* **Task item A**
Answer these questions about the passage on CPVT treatment, marking your answers (i), (ii) and (iii):
(i) Which three therapies are recommended for patients with CPVT who survive an aborted cardiac arrest?
(ii) In up to what percentage of patients with CPVT do ICD complications occur, and after what mean follow-up?
(iii) What does follow-up typically involve?
* **Task item B**
Reproduce part of the passage on CPVT treatment word for word, starting at the words "For patients who" and stopping after "discharges is unclear.".

* **Passage for review**
For patients with CPVT who survive an aborted cardiac arrest, an ICD, a beta-blocker, and flecainide therapy are recommended (2).
For patients who have not experienced an aborted cardiac arrest in whom exertional premature ventricular ectopy, presumed arrhythmogenic syncope, and/or polymorphic/bidirectional ventricular tachycardia occurs on maximal beta-blocker therapy, the addition of flecainide (for both its sodium channel and ryanodine receptor-blocking effects) should be considered (2). In such patients, if presumed arrhythmogenic syncope and/or polymorphic/bidirectional ventricular tachycardia persists, ICD placement should also be considered. Thereafter, whether left cardiac sympathetic denervation should be considered as a complementary therapy or be reserved for patients with frequent ICD discharges is unclear.
ICD therapy is complicated in these young patients, who tend to have more frequent inappropriate shocks and ICD-related complications than do patients who require ICD therapy in other settings (5). Furthermore, ICD shock therapies by virtue of their associated sympathetic discharge state may induce recurrent VT/VF (electrical storms) in patients with CPVT. These complications occur in up to 40% of patients with CPVT after a mean follow-up of 8 years.
Refractory cases may be treated with ablation of the polymorphic premature ventricular beats that induce VT/VF (6).
Follow-up typically involves repeated exercise testing, but the predictive value is only moderate.

* **Data for analysis**
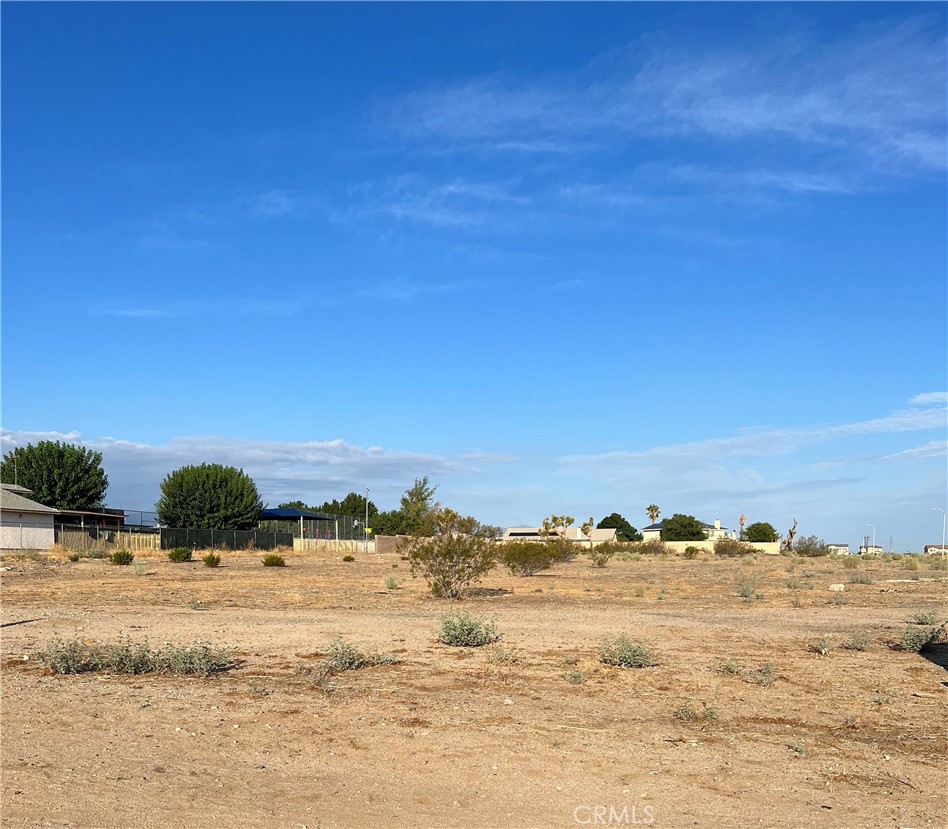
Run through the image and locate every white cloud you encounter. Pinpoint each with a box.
[381,18,946,170]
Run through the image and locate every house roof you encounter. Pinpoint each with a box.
[642,521,727,531]
[0,484,59,515]
[260,507,334,521]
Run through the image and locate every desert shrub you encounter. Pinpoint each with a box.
[36,637,233,676]
[438,613,500,648]
[599,635,658,668]
[408,509,498,599]
[718,657,744,676]
[498,541,559,576]
[675,700,718,722]
[895,625,938,653]
[744,662,777,688]
[630,538,671,556]
[807,636,833,656]
[793,535,829,558]
[843,630,869,651]
[323,638,398,673]
[714,538,756,556]
[586,541,625,567]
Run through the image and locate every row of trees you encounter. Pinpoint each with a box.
[0,441,780,543]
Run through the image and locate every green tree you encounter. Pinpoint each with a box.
[662,512,708,541]
[0,440,109,510]
[155,463,263,530]
[744,521,780,544]
[400,475,440,535]
[596,512,642,541]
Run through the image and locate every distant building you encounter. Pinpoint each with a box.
[642,519,737,541]
[501,527,619,547]
[0,484,59,550]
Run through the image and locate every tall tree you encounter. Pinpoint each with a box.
[662,513,708,541]
[596,512,642,541]
[0,440,109,510]
[744,521,780,544]
[155,463,263,530]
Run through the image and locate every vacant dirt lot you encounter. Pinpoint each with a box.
[2,553,948,829]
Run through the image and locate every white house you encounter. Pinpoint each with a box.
[0,484,59,550]
[501,527,618,547]
[642,518,737,541]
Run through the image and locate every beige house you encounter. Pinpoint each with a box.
[0,484,59,550]
[501,527,618,547]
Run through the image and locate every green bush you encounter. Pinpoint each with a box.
[499,541,560,576]
[408,509,499,599]
[843,630,869,651]
[36,637,233,676]
[323,638,398,673]
[629,538,672,556]
[586,541,624,567]
[438,612,500,648]
[599,636,658,668]
[793,535,829,558]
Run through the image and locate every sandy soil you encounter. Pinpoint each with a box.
[0,553,948,829]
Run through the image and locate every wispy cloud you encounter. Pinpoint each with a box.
[0,430,464,509]
[379,17,946,170]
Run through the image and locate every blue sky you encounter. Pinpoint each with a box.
[2,3,948,549]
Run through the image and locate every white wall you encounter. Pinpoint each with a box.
[0,512,56,550]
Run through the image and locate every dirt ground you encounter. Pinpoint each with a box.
[0,552,948,829]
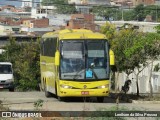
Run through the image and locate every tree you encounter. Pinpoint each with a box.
[42,0,76,14]
[101,23,147,96]
[4,38,40,91]
[145,33,160,98]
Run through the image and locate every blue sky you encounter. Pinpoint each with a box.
[0,0,21,7]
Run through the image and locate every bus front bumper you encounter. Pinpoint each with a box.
[59,88,109,97]
[0,82,14,89]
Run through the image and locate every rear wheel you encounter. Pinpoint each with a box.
[44,84,51,98]
[9,88,14,92]
[55,84,64,101]
[97,97,104,102]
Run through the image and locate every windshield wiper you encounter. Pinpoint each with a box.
[73,69,85,80]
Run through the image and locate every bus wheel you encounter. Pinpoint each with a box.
[97,97,104,102]
[44,85,51,98]
[9,88,14,92]
[57,96,64,101]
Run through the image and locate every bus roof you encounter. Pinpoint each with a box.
[42,29,106,40]
[0,62,12,65]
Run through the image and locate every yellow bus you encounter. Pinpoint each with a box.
[40,29,114,102]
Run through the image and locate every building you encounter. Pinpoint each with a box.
[0,24,21,36]
[131,0,155,6]
[23,18,49,28]
[111,0,156,7]
[21,0,32,8]
[95,21,160,32]
[66,14,99,31]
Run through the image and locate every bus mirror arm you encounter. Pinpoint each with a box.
[109,49,115,65]
[55,50,60,66]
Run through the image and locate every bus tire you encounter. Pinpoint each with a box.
[97,97,104,102]
[9,88,14,92]
[44,84,51,98]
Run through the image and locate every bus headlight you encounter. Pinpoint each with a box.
[60,85,72,89]
[7,79,13,82]
[97,84,109,89]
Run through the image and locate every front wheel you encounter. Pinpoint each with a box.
[44,84,51,98]
[9,87,14,92]
[97,97,104,102]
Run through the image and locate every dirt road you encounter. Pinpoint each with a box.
[0,91,160,111]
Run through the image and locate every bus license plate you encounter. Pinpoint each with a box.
[81,91,89,95]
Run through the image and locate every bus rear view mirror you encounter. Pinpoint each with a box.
[109,49,115,65]
[55,51,60,66]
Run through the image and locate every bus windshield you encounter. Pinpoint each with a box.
[60,40,109,80]
[0,65,12,74]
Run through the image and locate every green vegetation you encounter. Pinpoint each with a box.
[34,99,44,111]
[0,38,40,91]
[102,23,160,97]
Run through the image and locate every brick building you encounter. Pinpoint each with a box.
[1,5,24,12]
[23,18,49,28]
[132,0,155,6]
[66,14,99,31]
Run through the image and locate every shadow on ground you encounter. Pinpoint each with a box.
[54,93,146,103]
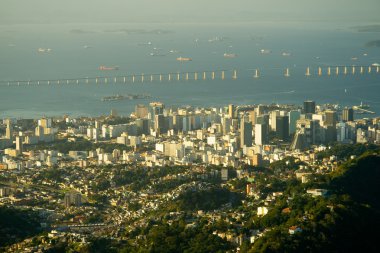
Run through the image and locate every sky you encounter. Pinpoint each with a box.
[0,0,380,24]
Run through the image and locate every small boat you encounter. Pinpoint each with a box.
[223,53,237,58]
[177,57,193,62]
[260,49,272,54]
[99,65,119,70]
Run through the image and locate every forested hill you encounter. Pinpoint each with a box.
[248,154,380,252]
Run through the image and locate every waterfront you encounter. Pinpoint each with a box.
[0,24,380,118]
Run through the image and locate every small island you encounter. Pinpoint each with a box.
[101,94,152,102]
[365,40,380,47]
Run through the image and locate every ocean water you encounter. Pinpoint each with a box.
[0,23,380,118]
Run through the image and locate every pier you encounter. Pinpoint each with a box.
[0,65,380,86]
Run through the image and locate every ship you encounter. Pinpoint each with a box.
[37,47,51,53]
[101,94,125,102]
[223,53,237,58]
[177,57,193,61]
[357,102,370,109]
[99,65,119,70]
[260,49,272,54]
[101,94,152,102]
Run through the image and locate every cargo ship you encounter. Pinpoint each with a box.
[223,53,237,58]
[101,94,152,102]
[177,57,193,61]
[99,65,119,70]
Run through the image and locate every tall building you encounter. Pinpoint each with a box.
[240,118,252,148]
[291,119,320,150]
[63,192,82,208]
[249,110,256,126]
[255,124,268,145]
[16,136,24,153]
[324,111,337,143]
[149,102,165,120]
[38,118,51,128]
[135,104,148,118]
[276,116,289,141]
[221,117,232,134]
[228,104,236,119]
[269,110,280,132]
[303,100,315,114]
[324,110,337,127]
[5,119,13,140]
[289,111,301,135]
[342,107,354,122]
[154,114,167,134]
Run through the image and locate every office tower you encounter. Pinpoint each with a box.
[38,118,51,128]
[269,110,280,131]
[173,114,183,131]
[228,104,236,119]
[135,104,148,118]
[256,114,269,134]
[154,114,167,134]
[149,102,165,120]
[16,136,23,153]
[276,116,289,141]
[63,193,71,208]
[5,119,13,140]
[252,154,263,166]
[291,119,320,149]
[135,119,149,135]
[221,117,232,134]
[255,105,265,116]
[249,110,256,126]
[63,192,82,208]
[240,118,252,148]
[324,111,337,127]
[289,111,301,134]
[303,100,315,114]
[324,111,337,143]
[221,168,229,181]
[342,107,354,122]
[255,124,268,145]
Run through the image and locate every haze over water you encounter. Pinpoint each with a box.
[0,0,380,118]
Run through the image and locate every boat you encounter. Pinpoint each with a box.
[177,57,193,62]
[101,94,152,102]
[356,102,370,109]
[138,41,152,46]
[260,49,272,54]
[223,53,237,58]
[99,65,119,70]
[37,47,51,53]
[149,52,166,56]
[101,94,125,102]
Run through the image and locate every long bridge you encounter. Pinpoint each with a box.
[0,65,380,86]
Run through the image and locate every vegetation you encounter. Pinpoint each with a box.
[245,154,380,252]
[0,207,40,248]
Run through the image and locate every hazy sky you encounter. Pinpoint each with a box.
[0,0,380,24]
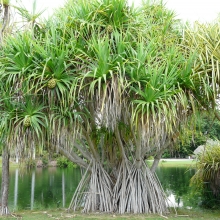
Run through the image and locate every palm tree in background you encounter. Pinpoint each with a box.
[0,0,219,214]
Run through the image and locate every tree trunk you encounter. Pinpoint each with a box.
[1,146,10,215]
[150,150,164,173]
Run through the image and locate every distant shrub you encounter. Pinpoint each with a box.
[190,142,220,208]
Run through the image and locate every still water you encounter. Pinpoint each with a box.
[4,167,194,210]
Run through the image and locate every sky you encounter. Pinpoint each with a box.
[11,0,220,22]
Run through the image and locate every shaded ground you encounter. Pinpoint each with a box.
[0,209,220,220]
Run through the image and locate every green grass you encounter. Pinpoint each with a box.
[0,209,220,220]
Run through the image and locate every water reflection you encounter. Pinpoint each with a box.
[3,167,194,210]
[6,168,81,210]
[156,167,195,207]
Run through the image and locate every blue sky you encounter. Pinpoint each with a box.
[11,0,220,22]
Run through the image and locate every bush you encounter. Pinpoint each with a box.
[190,142,220,208]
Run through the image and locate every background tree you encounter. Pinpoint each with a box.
[0,0,216,214]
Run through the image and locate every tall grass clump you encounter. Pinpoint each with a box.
[191,142,220,208]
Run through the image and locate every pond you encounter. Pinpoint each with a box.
[3,166,194,210]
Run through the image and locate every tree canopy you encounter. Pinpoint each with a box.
[0,0,219,214]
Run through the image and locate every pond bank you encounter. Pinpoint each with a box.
[0,209,220,220]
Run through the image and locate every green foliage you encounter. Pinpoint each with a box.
[191,142,220,208]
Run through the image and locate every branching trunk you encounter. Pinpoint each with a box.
[0,5,9,45]
[151,141,170,173]
[1,145,10,215]
[150,150,164,173]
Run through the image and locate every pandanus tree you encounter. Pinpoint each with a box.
[0,0,210,214]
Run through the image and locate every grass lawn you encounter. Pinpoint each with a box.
[0,209,220,220]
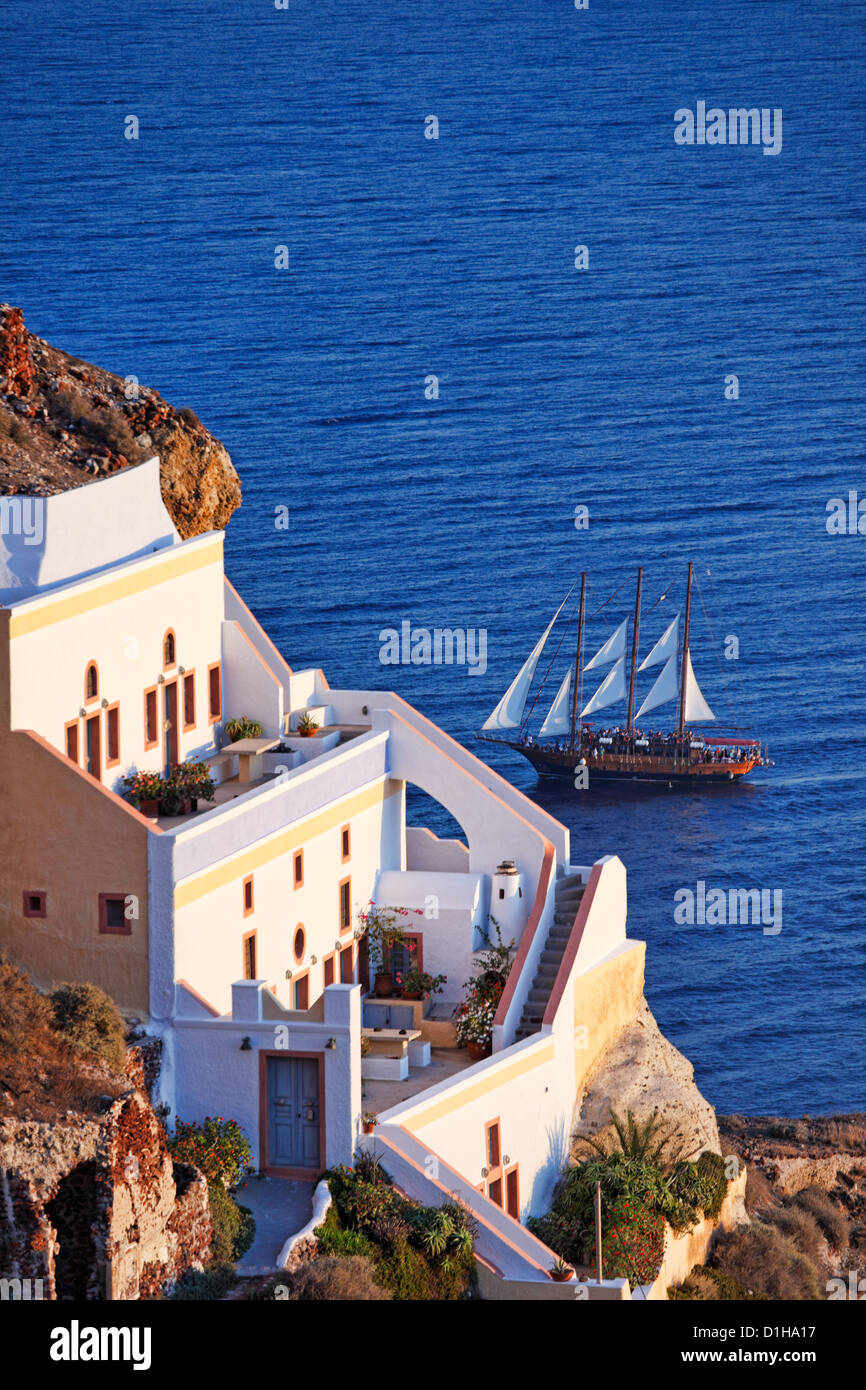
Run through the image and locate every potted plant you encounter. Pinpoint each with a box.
[455,917,514,1062]
[359,902,421,998]
[124,771,165,816]
[403,965,448,999]
[171,759,217,810]
[222,714,264,744]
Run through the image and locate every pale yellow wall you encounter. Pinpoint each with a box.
[574,941,646,1093]
[0,610,149,1013]
[175,781,403,1012]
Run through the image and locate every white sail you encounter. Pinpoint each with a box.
[481,589,571,730]
[638,613,680,671]
[634,652,680,721]
[581,656,626,719]
[584,619,628,671]
[538,667,571,738]
[685,652,716,724]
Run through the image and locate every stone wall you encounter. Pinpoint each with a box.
[0,1091,213,1300]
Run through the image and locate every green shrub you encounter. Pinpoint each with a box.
[770,1207,824,1265]
[284,1255,391,1302]
[794,1187,851,1250]
[207,1183,256,1265]
[170,1264,238,1302]
[168,1115,250,1187]
[317,1155,475,1301]
[50,984,126,1072]
[712,1220,820,1300]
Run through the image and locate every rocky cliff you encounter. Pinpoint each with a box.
[574,999,721,1158]
[0,1091,213,1300]
[0,304,240,539]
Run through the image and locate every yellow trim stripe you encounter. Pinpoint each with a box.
[174,778,403,912]
[400,1041,553,1134]
[10,538,222,637]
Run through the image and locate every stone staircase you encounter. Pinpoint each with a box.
[514,873,587,1043]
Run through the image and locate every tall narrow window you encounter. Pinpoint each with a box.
[67,719,78,763]
[145,685,160,749]
[243,931,257,980]
[106,705,121,767]
[339,878,352,931]
[183,671,196,733]
[99,892,132,937]
[207,662,222,724]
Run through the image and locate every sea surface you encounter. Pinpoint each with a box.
[0,0,866,1113]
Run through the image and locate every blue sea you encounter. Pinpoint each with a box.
[0,0,866,1115]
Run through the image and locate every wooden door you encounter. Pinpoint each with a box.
[163,681,179,777]
[267,1056,321,1169]
[85,714,103,781]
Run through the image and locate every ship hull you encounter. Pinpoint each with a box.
[496,739,758,787]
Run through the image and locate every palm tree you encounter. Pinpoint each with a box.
[581,1109,695,1172]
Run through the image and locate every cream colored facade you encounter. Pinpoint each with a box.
[0,460,670,1297]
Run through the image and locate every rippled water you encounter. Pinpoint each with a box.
[0,0,866,1113]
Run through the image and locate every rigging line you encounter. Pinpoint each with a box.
[521,614,574,727]
[589,578,630,617]
[518,580,577,730]
[695,571,737,720]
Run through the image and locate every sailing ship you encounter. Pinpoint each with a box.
[478,562,771,787]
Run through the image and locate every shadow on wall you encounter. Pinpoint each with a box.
[521,1120,571,1216]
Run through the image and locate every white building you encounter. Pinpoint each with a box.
[0,459,644,1295]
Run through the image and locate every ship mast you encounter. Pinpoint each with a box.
[678,560,692,734]
[571,570,587,749]
[626,566,644,734]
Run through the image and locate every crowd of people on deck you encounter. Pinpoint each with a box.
[521,724,741,763]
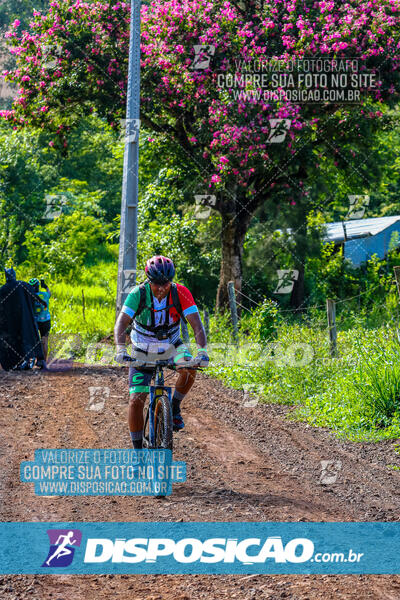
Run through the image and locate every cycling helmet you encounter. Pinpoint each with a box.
[28,277,40,292]
[145,256,175,283]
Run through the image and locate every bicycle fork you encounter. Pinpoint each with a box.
[149,385,172,448]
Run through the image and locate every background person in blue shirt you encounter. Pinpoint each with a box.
[29,278,51,368]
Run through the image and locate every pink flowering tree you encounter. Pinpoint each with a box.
[4,0,400,307]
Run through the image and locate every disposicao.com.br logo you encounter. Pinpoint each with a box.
[42,529,82,568]
[84,536,363,565]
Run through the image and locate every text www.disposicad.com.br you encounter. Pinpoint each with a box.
[38,481,168,496]
[80,536,364,565]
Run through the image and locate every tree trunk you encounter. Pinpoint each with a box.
[216,211,251,312]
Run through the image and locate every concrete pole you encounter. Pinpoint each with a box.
[117,0,141,314]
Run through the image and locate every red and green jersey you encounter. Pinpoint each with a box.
[122,283,198,345]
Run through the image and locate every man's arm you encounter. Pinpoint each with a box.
[114,312,132,347]
[186,312,207,350]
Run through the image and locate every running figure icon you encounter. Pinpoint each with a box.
[46,531,78,566]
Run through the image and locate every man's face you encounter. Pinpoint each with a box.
[150,281,172,300]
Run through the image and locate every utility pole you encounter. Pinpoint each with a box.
[117,0,141,314]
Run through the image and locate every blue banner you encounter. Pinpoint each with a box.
[20,448,186,496]
[0,522,400,575]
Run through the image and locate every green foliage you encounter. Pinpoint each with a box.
[0,117,122,264]
[241,298,281,342]
[24,211,106,276]
[354,332,400,427]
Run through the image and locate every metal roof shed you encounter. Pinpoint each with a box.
[323,216,400,267]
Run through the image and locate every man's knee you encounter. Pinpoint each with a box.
[129,393,147,406]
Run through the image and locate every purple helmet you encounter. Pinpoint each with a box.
[145,256,175,283]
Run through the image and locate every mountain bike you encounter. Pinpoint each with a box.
[127,357,201,451]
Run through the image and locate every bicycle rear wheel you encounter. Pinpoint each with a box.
[154,396,173,450]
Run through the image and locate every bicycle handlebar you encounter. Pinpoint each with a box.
[124,356,204,370]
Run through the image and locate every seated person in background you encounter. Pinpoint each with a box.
[29,278,51,369]
[0,268,43,371]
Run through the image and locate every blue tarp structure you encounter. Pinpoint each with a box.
[323,216,400,267]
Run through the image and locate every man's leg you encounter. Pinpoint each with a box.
[41,335,49,361]
[128,393,147,450]
[172,369,196,430]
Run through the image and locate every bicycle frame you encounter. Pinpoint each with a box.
[145,363,172,448]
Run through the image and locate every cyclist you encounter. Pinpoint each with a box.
[29,278,51,369]
[114,256,209,449]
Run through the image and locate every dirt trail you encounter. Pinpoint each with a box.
[0,367,400,600]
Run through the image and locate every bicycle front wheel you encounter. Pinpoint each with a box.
[154,396,172,450]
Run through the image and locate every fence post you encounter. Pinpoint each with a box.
[228,281,239,346]
[181,319,190,344]
[82,290,86,321]
[393,267,400,296]
[203,308,210,338]
[326,299,337,357]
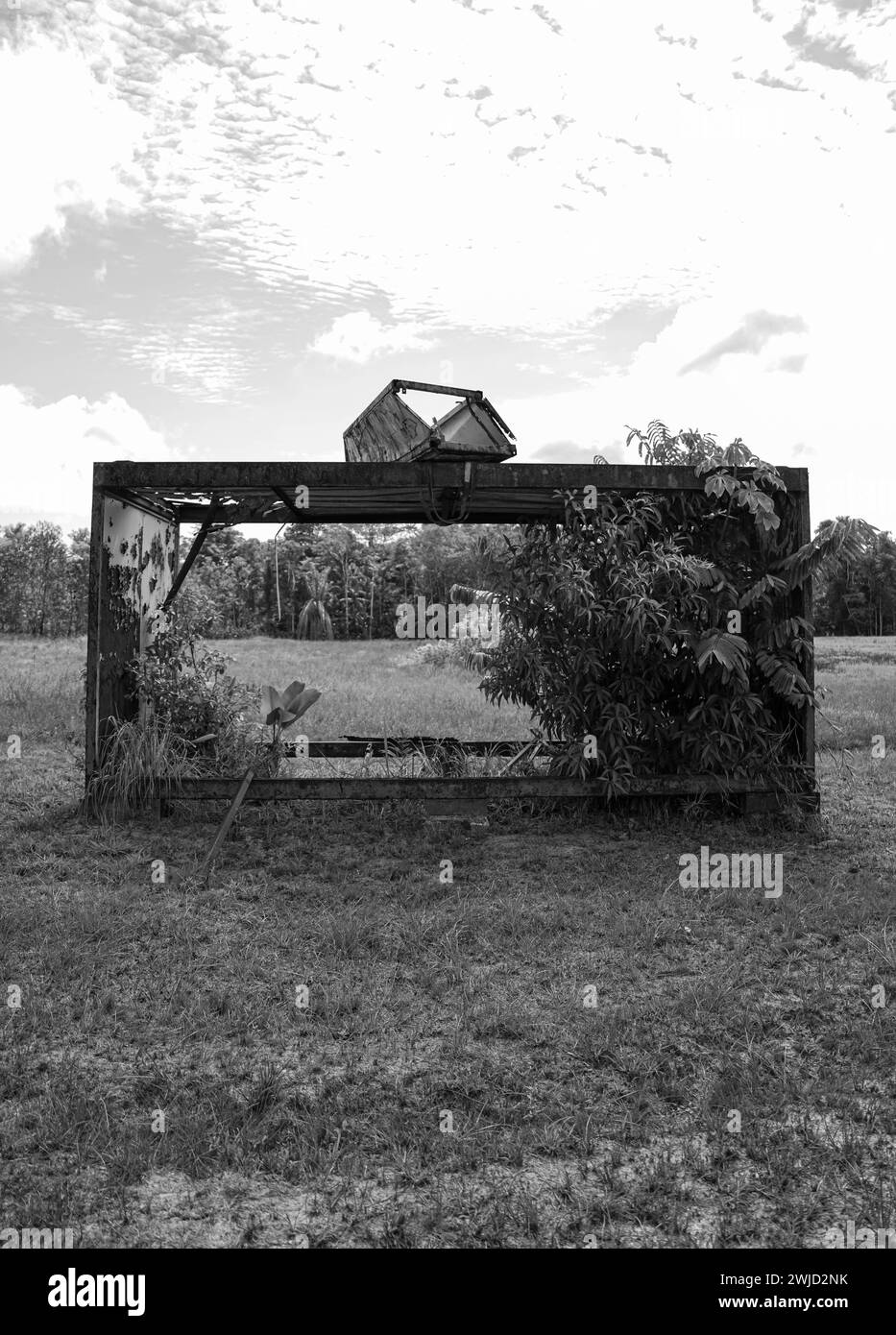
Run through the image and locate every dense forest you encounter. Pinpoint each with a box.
[0,512,896,640]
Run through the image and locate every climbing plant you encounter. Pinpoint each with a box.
[475,421,873,794]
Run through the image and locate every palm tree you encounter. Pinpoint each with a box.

* **Exercise output A**
(i) An ICD, a beta-blocker, and flecainide therapy.
(ii) Up to 40%, after a mean follow-up of 8 years.
(iii) Repeated exercise testing.

* **Exercise output B**
For patients who have not experienced an aborted cardiac arrest in whom exertional premature ventricular ectopy, presumed arrhythmogenic syncope, and/or polymorphic/bidirectional ventricular tachycardia occurs on maximal beta-blocker therapy, the addition of flecainide (for both its sodium channel and ryanodine receptor-blocking effects) should be considered (2). In such patients, if presumed arrhythmogenic syncope and/or polymorphic/bidirectional ventricular tachycardia persists, ICD placement should also be considered. Thereafter, whether left cardiac sympathetic denervation should be considered as a complementary therapy or be reserved for patients with frequent ICD discharges is unclear.